> [Data listing]:
•••••
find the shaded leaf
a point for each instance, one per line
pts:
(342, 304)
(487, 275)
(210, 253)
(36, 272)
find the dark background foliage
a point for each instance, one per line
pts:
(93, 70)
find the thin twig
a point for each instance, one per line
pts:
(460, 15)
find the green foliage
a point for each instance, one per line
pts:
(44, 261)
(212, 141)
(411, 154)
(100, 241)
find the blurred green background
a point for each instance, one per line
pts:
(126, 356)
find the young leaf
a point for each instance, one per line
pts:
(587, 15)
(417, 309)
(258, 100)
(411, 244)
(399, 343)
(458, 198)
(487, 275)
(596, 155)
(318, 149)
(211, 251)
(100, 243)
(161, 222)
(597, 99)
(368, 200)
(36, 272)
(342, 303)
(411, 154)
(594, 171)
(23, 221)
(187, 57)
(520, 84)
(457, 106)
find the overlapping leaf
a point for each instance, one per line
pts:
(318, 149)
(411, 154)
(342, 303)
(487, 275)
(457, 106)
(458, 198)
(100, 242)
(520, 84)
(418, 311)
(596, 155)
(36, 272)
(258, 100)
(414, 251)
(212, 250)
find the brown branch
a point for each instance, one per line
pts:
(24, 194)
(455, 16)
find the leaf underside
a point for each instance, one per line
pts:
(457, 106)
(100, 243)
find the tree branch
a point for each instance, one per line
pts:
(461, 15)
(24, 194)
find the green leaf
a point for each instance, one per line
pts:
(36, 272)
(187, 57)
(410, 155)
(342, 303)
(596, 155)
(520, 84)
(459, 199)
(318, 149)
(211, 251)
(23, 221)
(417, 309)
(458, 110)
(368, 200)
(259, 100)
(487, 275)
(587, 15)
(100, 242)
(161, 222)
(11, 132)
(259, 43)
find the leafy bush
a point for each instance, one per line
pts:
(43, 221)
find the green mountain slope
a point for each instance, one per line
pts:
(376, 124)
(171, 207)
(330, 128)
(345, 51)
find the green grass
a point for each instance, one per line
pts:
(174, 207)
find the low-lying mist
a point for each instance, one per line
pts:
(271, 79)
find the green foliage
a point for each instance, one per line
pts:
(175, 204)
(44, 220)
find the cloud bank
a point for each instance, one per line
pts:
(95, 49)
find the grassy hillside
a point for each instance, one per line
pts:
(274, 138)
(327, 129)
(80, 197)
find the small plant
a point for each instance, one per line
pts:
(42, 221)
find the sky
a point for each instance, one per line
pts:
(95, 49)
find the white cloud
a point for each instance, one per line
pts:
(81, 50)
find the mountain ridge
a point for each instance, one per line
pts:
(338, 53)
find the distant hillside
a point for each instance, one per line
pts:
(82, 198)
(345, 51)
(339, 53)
•••••
> [Instructions for the task]: Copy the entries above line for line, with no changes.

> [Task output]:
find the shaded leaf
a point for each instance, one per line
pts:
(342, 304)
(487, 275)
(210, 253)
(36, 272)
find the dark background foliage
a point for each instance, one per line
pts:
(93, 70)
find the thin twig
a point for each instance, one per line
pts:
(460, 15)
find the green foliage
a point for each instance, one per line
pts:
(44, 261)
(212, 141)
(411, 154)
(100, 241)
find the blurred green background
a point for each instance, one per line
pts:
(126, 356)
find the young leaf
a point for each instance, one per line
pts:
(587, 15)
(417, 309)
(258, 100)
(411, 244)
(399, 343)
(458, 198)
(487, 275)
(596, 155)
(318, 149)
(211, 251)
(100, 243)
(161, 222)
(597, 99)
(368, 200)
(36, 272)
(342, 303)
(411, 154)
(594, 171)
(23, 221)
(187, 57)
(520, 84)
(457, 106)
find the overlapping leaf
a point for each instance, one per line
pts:
(318, 149)
(411, 154)
(342, 303)
(487, 275)
(457, 106)
(458, 198)
(100, 242)
(520, 84)
(418, 311)
(596, 155)
(36, 272)
(258, 100)
(414, 251)
(212, 250)
find the brown branch
a point for each instance, one per line
pts:
(24, 194)
(455, 16)
find the leaf underside
a point for each instance, one per line
pts:
(457, 106)
(100, 243)
find the tree branch
a point for each instance, one per line
pts:
(461, 15)
(24, 194)
find the green leaf
a point for each instance, one per line
pts:
(36, 272)
(187, 57)
(410, 155)
(342, 303)
(596, 155)
(520, 84)
(459, 199)
(318, 149)
(211, 251)
(23, 221)
(417, 309)
(458, 110)
(368, 200)
(259, 100)
(487, 275)
(587, 15)
(100, 242)
(161, 222)
(11, 132)
(259, 43)
find the leafy bush
a point for each instance, one per line
pts:
(43, 221)
find the green mountain slope
a point for each instance, one per line
pts:
(376, 124)
(171, 207)
(330, 128)
(345, 51)
find the green grass
a point for each instance, one per line
pts:
(174, 207)
find the low-lying mist
a point for each instance, one per line
pts:
(271, 79)
find the green foliage
a point for each instance, one per line
pts:
(175, 204)
(44, 220)
find the cloud bank
a point for each instance, one per line
pts:
(95, 49)
find the grassy hillside
a point for each instance, one per line
pts:
(274, 138)
(327, 129)
(80, 197)
find the small plant
a point for each instance, one per line
pts:
(42, 221)
find the sky
a point for each instance, one per line
pts:
(95, 49)
find the white cloud
a point for each instance, one per line
pts:
(81, 50)
find the mountain ridge
a point for each instance, one per line
pts:
(338, 53)
find the distant hillside
a point for each instance, one per line
pts:
(82, 198)
(345, 51)
(339, 53)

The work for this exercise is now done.